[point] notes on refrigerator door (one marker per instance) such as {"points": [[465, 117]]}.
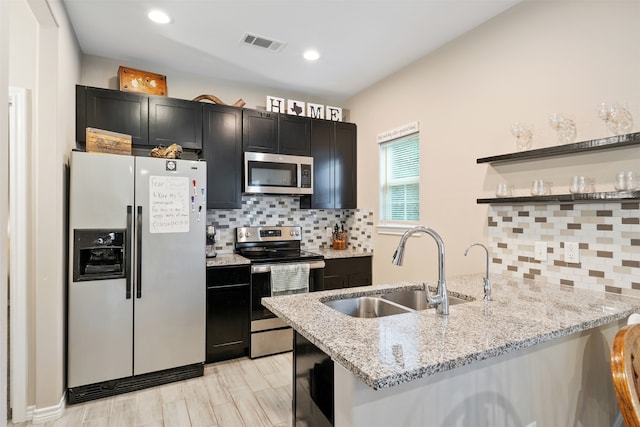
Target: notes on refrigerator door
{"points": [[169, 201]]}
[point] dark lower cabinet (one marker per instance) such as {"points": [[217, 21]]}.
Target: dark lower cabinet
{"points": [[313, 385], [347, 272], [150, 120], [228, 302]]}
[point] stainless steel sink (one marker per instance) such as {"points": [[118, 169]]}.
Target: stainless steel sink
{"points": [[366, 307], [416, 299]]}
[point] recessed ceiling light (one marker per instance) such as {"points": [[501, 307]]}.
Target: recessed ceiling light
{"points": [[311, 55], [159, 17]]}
__________
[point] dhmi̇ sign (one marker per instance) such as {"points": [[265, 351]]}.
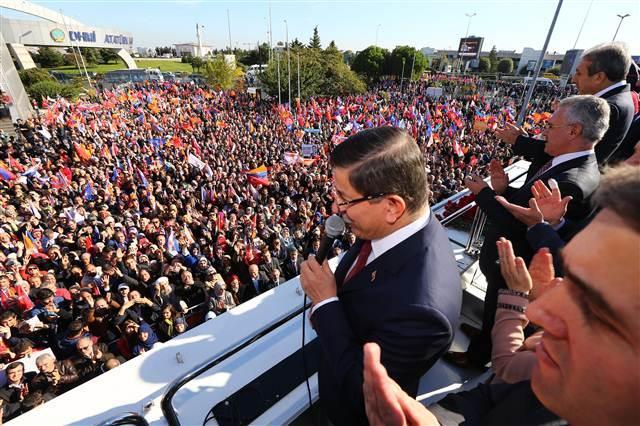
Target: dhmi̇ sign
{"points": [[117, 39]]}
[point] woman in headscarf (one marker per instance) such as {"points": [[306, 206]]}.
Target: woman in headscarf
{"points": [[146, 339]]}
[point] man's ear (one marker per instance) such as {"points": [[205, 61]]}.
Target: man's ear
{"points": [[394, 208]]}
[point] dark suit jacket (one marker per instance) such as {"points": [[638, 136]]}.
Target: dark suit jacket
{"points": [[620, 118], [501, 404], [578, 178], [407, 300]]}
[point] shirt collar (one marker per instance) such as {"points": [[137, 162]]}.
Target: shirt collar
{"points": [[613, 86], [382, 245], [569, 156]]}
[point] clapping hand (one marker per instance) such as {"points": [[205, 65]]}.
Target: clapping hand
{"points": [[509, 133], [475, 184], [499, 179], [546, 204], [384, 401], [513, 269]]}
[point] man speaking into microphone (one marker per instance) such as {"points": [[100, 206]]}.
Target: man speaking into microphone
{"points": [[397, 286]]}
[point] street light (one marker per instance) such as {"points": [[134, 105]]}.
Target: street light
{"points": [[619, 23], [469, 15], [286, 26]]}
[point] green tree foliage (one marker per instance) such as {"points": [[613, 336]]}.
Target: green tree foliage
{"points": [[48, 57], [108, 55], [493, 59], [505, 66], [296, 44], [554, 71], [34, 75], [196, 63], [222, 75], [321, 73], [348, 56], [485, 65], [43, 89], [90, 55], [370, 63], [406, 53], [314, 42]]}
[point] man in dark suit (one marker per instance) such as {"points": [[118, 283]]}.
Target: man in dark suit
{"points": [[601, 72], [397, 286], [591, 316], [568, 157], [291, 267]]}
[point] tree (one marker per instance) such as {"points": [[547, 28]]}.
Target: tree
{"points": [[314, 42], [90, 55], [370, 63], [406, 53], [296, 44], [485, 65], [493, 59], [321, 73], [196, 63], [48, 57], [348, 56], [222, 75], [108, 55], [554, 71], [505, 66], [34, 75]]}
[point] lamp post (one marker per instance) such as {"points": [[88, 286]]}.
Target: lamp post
__________
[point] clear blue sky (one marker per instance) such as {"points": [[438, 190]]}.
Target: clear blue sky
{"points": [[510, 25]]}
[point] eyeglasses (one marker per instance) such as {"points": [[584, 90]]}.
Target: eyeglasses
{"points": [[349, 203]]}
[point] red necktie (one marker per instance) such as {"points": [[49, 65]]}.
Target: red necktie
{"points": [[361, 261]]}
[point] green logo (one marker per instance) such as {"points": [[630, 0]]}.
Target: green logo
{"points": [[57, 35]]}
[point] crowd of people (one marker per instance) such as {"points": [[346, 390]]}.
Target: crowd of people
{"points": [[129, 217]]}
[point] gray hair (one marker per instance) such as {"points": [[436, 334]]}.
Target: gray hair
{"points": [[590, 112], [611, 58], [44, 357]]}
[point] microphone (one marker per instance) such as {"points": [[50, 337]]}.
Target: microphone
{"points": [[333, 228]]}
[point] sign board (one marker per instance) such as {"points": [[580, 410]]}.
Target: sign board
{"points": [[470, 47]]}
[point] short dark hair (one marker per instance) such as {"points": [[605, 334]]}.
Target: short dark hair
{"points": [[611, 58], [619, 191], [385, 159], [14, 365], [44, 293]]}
__________
_WRITTEN REQUEST:_
How many lines in the data above contain the string "board"? Case counts. Reply with the number only.

_COMPLETE RESPONSE:_
2